Aim -> Only those lines running from the line that contains "point: street -- one" through the end of the material are to be written out, each exactly as shown.

start Material supplied

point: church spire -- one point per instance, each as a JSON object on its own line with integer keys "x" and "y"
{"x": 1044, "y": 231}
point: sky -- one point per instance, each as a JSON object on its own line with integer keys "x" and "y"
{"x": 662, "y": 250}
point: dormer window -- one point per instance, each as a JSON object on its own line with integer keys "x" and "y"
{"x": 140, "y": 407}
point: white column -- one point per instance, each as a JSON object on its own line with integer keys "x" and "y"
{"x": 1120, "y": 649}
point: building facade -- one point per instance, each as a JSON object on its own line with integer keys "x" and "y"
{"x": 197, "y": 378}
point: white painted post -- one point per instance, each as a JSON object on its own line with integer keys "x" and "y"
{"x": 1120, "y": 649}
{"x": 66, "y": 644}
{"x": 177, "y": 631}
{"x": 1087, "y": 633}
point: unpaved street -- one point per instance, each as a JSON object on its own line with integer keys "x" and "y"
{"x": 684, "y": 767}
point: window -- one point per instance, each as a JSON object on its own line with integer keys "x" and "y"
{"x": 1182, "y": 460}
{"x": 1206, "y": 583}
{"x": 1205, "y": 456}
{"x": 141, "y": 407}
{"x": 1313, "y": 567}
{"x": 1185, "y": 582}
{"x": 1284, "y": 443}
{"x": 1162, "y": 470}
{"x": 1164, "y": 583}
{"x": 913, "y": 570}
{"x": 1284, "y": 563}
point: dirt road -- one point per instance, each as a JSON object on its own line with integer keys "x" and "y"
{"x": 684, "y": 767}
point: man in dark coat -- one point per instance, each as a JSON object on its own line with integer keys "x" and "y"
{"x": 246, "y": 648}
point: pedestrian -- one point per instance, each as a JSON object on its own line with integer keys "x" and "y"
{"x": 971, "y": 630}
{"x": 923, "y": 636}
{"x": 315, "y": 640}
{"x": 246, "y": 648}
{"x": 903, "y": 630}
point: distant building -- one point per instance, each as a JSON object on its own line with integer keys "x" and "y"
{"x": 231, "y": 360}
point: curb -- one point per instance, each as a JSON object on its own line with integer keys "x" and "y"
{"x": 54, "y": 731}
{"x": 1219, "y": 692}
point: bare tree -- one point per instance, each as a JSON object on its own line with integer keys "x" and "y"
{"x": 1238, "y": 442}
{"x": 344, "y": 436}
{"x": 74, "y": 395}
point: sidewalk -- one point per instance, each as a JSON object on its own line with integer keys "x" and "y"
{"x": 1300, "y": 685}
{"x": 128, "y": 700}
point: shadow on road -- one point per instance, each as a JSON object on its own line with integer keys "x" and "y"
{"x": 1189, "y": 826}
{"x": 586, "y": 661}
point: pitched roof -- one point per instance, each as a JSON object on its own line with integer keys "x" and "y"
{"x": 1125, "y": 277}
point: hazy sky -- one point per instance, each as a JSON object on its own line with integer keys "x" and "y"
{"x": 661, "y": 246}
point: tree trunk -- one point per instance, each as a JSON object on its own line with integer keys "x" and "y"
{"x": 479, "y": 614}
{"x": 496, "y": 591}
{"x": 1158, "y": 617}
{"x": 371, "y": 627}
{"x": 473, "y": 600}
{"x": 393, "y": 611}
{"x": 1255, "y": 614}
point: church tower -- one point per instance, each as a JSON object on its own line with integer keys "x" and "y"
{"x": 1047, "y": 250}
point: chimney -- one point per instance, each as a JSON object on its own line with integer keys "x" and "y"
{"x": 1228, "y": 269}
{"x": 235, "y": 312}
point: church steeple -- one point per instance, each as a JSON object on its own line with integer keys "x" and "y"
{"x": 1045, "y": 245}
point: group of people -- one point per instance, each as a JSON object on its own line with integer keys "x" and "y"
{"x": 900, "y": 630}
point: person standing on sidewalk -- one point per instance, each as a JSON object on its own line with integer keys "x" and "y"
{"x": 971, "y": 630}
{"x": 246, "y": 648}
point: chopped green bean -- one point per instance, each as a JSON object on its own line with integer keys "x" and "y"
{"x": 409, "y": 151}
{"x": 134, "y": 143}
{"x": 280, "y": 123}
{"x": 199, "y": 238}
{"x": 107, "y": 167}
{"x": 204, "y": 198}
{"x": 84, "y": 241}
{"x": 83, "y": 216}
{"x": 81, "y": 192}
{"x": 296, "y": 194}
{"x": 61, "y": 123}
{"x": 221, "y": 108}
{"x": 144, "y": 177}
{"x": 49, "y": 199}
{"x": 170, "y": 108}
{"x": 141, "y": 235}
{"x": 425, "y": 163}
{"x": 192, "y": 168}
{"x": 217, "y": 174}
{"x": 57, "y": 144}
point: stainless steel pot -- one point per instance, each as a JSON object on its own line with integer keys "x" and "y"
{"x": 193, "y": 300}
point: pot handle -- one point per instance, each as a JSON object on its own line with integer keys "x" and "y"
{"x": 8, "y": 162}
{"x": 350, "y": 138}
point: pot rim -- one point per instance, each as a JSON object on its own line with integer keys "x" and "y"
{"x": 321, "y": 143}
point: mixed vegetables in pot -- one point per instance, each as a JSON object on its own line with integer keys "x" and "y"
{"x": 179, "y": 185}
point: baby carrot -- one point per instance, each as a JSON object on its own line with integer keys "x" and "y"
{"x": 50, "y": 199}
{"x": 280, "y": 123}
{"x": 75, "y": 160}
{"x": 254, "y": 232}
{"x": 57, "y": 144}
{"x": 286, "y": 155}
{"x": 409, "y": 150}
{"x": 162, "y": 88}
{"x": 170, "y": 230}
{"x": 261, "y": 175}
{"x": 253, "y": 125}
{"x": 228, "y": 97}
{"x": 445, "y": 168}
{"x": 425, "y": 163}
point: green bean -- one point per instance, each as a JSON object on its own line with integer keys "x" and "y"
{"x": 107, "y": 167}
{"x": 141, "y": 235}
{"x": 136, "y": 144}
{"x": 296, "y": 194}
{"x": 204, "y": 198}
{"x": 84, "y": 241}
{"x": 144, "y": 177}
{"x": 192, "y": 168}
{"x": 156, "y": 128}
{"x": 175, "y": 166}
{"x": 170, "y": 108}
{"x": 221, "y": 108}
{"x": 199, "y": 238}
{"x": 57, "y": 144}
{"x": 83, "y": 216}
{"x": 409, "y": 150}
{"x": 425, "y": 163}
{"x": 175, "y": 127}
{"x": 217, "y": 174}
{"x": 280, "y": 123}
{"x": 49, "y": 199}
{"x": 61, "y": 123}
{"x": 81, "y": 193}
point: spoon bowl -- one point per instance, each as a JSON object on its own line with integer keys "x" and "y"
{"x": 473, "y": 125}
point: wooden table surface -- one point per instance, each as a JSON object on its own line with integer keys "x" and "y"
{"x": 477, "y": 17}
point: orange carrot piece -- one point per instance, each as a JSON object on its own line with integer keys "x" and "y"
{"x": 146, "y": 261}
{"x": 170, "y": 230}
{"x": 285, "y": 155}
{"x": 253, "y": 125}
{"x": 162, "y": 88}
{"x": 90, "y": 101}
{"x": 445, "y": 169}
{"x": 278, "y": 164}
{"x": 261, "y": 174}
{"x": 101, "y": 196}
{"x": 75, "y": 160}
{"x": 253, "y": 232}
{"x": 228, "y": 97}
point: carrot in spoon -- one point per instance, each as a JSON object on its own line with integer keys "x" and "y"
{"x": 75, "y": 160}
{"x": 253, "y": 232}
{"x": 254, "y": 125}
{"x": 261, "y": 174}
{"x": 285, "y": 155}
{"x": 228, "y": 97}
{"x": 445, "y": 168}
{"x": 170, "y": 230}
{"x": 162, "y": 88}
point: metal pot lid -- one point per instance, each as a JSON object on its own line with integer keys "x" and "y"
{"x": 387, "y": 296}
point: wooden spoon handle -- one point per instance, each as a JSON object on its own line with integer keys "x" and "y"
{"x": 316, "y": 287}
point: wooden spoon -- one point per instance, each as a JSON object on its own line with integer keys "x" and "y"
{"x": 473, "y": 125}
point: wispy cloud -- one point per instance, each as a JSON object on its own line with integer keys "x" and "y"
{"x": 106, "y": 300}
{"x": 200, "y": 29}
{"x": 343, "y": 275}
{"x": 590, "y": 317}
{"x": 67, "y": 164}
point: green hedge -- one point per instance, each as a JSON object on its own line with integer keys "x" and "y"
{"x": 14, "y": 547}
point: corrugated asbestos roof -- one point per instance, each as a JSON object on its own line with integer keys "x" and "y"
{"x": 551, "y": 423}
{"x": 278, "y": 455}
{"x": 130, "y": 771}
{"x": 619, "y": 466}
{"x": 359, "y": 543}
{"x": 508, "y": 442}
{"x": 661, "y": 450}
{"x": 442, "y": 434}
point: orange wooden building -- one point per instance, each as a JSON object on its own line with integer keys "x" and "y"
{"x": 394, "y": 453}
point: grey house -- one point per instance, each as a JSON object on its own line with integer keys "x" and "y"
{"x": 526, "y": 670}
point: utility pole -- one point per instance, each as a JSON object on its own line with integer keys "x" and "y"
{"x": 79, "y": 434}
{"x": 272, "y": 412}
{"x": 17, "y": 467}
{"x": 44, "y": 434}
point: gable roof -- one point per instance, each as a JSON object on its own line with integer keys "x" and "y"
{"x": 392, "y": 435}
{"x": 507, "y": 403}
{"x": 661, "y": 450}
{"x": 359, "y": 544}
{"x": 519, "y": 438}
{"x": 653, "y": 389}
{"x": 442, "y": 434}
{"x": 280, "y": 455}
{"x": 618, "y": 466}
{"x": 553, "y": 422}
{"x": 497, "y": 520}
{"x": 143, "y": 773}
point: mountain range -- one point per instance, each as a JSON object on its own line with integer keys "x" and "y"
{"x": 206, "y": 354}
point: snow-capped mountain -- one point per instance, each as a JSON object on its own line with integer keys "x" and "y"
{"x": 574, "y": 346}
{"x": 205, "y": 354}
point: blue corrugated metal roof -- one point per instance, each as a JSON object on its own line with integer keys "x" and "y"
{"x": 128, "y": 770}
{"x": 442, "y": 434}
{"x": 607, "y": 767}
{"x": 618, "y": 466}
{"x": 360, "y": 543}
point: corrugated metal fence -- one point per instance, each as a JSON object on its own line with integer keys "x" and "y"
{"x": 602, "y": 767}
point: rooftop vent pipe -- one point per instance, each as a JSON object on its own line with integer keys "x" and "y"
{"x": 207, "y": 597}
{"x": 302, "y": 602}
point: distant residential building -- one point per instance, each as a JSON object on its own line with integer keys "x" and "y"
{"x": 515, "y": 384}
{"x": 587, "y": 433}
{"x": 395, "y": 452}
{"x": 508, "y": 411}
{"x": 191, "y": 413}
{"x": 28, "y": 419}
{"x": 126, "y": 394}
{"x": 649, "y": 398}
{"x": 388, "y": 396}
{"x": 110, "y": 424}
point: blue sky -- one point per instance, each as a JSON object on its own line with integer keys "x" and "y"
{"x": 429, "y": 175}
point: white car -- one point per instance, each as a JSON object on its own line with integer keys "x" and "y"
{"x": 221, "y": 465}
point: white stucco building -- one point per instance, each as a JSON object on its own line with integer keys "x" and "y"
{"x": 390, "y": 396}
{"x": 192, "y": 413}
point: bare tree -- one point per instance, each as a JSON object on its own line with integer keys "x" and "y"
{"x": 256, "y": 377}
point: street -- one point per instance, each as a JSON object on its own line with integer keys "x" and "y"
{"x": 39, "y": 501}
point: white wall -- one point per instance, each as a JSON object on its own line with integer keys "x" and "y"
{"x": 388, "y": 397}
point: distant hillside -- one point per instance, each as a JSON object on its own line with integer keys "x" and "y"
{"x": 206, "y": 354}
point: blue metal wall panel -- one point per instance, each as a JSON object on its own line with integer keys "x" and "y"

end Material supplied

Result of the task ->
point: street -- one point per instance, each as a JSON object on its own line with integer keys "x" and "y"
{"x": 39, "y": 501}
point: white wall -- one point per instance, each as a JSON object on its own line with integer keys "x" and "y"
{"x": 388, "y": 397}
point: distant hillside -- one point per instance, each as a JSON object on its own line with integer keys "x" and "y"
{"x": 206, "y": 354}
point: blue metal wall panel -- one point per instance, each as a JSON object on its own line with integer keys "x" and "y"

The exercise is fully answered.